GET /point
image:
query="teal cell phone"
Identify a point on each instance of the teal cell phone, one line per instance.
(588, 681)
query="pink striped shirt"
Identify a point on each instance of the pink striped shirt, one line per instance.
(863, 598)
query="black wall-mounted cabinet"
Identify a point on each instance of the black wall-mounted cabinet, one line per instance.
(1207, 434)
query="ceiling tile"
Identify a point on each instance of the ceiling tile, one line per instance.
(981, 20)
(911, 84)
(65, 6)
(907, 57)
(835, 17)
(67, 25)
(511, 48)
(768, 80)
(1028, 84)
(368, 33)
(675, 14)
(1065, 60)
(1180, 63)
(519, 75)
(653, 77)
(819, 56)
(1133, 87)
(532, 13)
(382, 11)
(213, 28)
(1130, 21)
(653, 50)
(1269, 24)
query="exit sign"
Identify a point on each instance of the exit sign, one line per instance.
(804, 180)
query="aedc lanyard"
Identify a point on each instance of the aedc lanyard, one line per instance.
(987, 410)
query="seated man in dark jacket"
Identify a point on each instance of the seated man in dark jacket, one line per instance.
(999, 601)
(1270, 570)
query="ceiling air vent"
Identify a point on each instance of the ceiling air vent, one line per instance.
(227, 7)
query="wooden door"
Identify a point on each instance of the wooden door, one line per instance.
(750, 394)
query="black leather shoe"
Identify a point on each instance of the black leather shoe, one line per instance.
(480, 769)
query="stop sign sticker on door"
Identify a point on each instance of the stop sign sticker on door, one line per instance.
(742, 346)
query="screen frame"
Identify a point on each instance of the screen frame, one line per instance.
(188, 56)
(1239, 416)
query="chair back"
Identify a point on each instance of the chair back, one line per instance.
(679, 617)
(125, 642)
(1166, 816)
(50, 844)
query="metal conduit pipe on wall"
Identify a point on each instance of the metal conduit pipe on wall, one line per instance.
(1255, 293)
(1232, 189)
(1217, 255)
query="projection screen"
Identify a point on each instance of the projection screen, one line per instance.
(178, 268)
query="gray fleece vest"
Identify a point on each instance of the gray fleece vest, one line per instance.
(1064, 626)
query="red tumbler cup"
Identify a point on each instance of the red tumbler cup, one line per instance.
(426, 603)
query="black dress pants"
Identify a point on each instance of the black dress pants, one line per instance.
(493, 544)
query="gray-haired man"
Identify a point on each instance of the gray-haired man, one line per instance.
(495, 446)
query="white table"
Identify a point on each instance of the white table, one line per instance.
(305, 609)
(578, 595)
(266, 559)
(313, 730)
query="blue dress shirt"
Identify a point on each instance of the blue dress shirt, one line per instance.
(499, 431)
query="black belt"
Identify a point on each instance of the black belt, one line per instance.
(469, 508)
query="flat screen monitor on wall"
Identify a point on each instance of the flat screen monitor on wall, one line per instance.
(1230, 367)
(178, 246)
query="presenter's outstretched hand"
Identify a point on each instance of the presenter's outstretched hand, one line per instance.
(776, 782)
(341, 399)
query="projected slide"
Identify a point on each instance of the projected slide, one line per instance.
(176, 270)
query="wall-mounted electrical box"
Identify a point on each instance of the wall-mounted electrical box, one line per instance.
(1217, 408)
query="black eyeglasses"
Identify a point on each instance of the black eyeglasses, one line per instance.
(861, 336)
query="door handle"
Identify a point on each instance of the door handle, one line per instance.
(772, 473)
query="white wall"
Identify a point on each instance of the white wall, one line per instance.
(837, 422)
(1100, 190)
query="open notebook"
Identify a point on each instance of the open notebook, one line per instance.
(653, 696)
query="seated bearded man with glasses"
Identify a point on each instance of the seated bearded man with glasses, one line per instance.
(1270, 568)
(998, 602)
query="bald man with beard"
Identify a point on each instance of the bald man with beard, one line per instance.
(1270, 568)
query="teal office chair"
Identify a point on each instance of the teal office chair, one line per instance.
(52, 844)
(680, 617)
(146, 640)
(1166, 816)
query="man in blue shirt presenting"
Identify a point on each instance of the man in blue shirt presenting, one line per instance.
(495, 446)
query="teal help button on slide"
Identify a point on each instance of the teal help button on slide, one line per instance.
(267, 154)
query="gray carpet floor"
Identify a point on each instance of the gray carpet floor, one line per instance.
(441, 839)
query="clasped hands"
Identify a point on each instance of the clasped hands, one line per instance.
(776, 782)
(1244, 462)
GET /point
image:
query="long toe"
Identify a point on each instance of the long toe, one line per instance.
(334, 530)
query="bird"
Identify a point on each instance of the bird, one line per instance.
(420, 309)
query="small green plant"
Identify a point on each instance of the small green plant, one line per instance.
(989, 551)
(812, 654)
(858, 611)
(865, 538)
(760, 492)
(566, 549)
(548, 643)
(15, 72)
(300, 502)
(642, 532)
++++
Exercise goal ->
Make a verbatim copy of every entry shown above.

Solution to this exercise ->
GET /point
image:
query="teal cell phone"
Identify a point on each instance of the teal cell phone, one line per instance.
(588, 681)
query="pink striped shirt"
Identify a point on each instance of the pink striped shirt, one line per instance.
(863, 598)
query="black wall-mounted cabinet"
Identify a point on each instance of the black wall-mounted cabinet, one line per instance.
(1207, 434)
query="ceiling tile"
Identify a point on each instance of the ceiling tile, one line per instance.
(981, 20)
(911, 84)
(65, 6)
(907, 57)
(835, 17)
(67, 25)
(511, 48)
(768, 80)
(1028, 84)
(368, 33)
(675, 14)
(1065, 60)
(1180, 63)
(519, 75)
(653, 77)
(819, 56)
(1133, 87)
(532, 13)
(382, 11)
(213, 28)
(1130, 21)
(653, 50)
(1269, 24)
query="exit sign"
Identify a point on each instance of the exit sign, one line per instance.
(804, 180)
query="aedc lanyard"
Identify a point on each instance of the aedc lanyard, one line per instance.
(987, 410)
query="seated man in dark jacket"
Identify a point on each instance of the seated man in dark jacket, one line per instance.
(999, 601)
(1270, 570)
query="ceiling air vent"
Identify a point on each instance of the ceiling air vent, one line per instance.
(227, 7)
query="wooden door"
Identify a point on each instance of the wooden door, one line per instance.
(750, 394)
query="black leather shoe"
Identify a point on each instance of the black leather shoe, one line per instance.
(480, 769)
query="stop sign sticker on door"
Identify a point on each instance of the stop sign sticker on door, one line per instance.
(742, 346)
query="screen frame"
Identify a point on each instance of the screen frame, one line per instance.
(188, 56)
(1239, 416)
query="chair back"
Identify a point on each instance of the chair back, one line per instance.
(679, 617)
(125, 642)
(1166, 816)
(50, 844)
query="metal conduit pipe on wall"
Identify a point on each instance of the metal conduit pipe on wall, one line per instance.
(1255, 293)
(1232, 189)
(1217, 255)
query="projection screen"
Identify a point on each instance of the projection screen, one line per instance.
(178, 268)
query="gray fleece vest"
Identify a point on each instance of the gray fleece vest, one line per instance.
(1064, 626)
query="red tumbler cup"
Identify a point on each instance of the red tumbler cup, one line per instance.
(426, 603)
query="black dress pants"
Identify a point on each instance of the black dress pants, one line per instance.
(493, 544)
query="gray-haired man"
Identify a point on each instance of the gray-haired man, one line per instance.
(495, 446)
query="white table"
Identify a point on each instance of the white table, one line per instance.
(305, 609)
(578, 595)
(266, 559)
(313, 730)
query="blue dress shirt"
Identify a point on each instance of the blue dress shirt, one line per instance.
(499, 431)
query="black belt"
Identify a point on each instance of the black belt, one line per instance.
(469, 508)
query="flat screen monitor on wall"
Identify a point on each instance of the flat screen monitor on wall, one line per instance.
(1230, 367)
(178, 246)
query="presenter's outstretched hand"
Identify a point on each instance of the presenter's outstretched hand, one line per instance.
(776, 782)
(341, 399)
query="projected slide"
Identify a point on each instance of the projected slide, one line per instance.
(176, 270)
query="wall-mounted electrical box"
Identify a point on each instance of the wall-mounted electrical box, one line per instance.
(1217, 408)
query="black eyeglasses"
Identify a point on each instance of the black eyeglasses, one line per instance.
(861, 336)
query="door handle"
Identify a point on each instance of the door handle, one line per instance.
(772, 473)
query="white wall"
Identify a point on each instance of the white wall, one line per instance.
(837, 422)
(1100, 190)
query="open notebook"
Identify a point on each instance of the open notebook, one line per instance.
(653, 696)
query="seated bearded man with glasses"
Identify a point on each instance of the seated bearded man with glasses, one line per instance.
(1270, 568)
(998, 602)
query="bald man with beard"
Identify a point on each instance of the bald man with beard, one line per instance.
(1270, 568)
query="teal office chair"
Identify a point on each instance of the teal office chair, one line per instance.
(52, 844)
(680, 617)
(146, 640)
(1166, 816)
query="man in blue shirt presenting"
Identify a point on each instance of the man in blue shirt presenting, one line per instance.
(495, 446)
query="teal help button on slide"
Identify a point on each instance of the teal help button on slide, one line per instance.
(267, 154)
query="gray carpet floor"
Identify a point on each instance of the gray carpet floor, one line per instance.
(441, 839)
query="clasped hands"
Identify a point on each instance of the clasped hands, one line per instance.
(776, 782)
(1244, 462)
GET /point
image:
query="long toe"
Identify a point on each instance of the long toe, one line per instance.
(334, 530)
query="bird"
Identify a point on each instance of the bird, one line per instance.
(420, 309)
query="small green plant"
Identify a point on each instance of the small green plant, one line per instance.
(989, 551)
(812, 654)
(858, 611)
(865, 538)
(760, 492)
(566, 549)
(548, 643)
(15, 72)
(300, 502)
(642, 532)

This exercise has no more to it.